_Written problem_:
Change every "rock face" in the items to "cliff face" and write the items out again, with nothing else altered.

**** Records shown ****

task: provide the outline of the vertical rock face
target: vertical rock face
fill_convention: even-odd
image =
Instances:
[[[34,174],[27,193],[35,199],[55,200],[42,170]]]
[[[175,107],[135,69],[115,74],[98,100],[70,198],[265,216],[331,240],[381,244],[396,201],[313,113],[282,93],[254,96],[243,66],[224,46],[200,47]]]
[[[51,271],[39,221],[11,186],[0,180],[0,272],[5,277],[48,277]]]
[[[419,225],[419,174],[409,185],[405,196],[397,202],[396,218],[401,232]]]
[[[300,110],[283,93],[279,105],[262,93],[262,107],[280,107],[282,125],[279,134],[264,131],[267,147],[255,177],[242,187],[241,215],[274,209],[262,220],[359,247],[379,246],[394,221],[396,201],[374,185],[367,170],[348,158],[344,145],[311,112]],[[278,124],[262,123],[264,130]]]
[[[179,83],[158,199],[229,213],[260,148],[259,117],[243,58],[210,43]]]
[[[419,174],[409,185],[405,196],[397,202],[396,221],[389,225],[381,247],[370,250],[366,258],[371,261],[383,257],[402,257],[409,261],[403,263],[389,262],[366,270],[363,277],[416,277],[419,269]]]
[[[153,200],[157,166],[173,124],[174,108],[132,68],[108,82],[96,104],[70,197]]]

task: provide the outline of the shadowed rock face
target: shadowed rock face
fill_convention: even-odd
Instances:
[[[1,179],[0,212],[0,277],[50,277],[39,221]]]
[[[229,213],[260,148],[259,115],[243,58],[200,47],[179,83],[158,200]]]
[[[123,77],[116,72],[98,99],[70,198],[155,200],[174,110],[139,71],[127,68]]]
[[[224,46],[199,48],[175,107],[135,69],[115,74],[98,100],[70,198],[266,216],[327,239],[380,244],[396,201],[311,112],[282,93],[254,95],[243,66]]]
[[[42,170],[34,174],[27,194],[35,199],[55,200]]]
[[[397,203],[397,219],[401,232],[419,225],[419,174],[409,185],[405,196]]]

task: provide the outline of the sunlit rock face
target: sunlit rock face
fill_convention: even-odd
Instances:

****

_Exercise answer_:
task: provide the outline of the vertical cliff face
target: vertical cliff face
fill_convention: even-odd
image =
Instances:
[[[34,174],[27,193],[35,199],[55,200],[42,170]]]
[[[175,107],[135,69],[115,74],[98,100],[70,198],[265,216],[331,240],[381,244],[396,201],[313,113],[282,93],[254,96],[243,66],[224,46],[200,47]]]
[[[51,271],[39,221],[11,186],[0,180],[0,272],[5,277],[48,277]]]
[[[419,225],[419,174],[409,185],[405,196],[397,202],[396,218],[401,232]]]
[[[300,110],[283,93],[279,105],[262,93],[262,107],[280,107],[282,125],[279,134],[264,131],[267,147],[255,177],[242,187],[241,215],[274,209],[262,220],[359,247],[379,246],[394,221],[396,201],[374,185],[367,170],[348,158],[344,145],[311,112]],[[278,124],[262,123],[264,130]]]
[[[179,83],[158,199],[229,213],[260,148],[259,117],[243,58],[210,43]]]
[[[419,174],[409,185],[405,196],[397,202],[396,221],[389,225],[381,247],[370,250],[366,258],[371,261],[383,257],[402,257],[409,261],[403,263],[389,262],[366,270],[363,277],[416,277],[419,269]]]
[[[153,200],[157,166],[173,124],[174,108],[132,68],[108,82],[96,104],[70,197]]]

task: provide the outline of the shadowed cliff face
target: shadowed cliff face
fill_convention: even-odd
Instances:
[[[1,179],[0,212],[0,277],[50,277],[39,221]]]
[[[229,213],[260,148],[259,115],[243,58],[200,47],[179,83],[158,200]]]
[[[123,77],[116,72],[98,99],[70,198],[155,200],[174,110],[139,71],[127,68]]]
[[[224,46],[199,48],[175,107],[135,69],[115,74],[98,100],[70,198],[266,216],[327,239],[380,244],[396,201],[311,112],[282,93],[254,95],[243,66]]]
[[[42,170],[34,174],[27,194],[35,199],[55,200]]]
[[[397,203],[397,219],[401,232],[419,225],[419,174],[409,185],[405,196]]]

task: provide the outline of the sunlit cliff face
target: sunlit cliff face
fill_convention: even-odd
Instances:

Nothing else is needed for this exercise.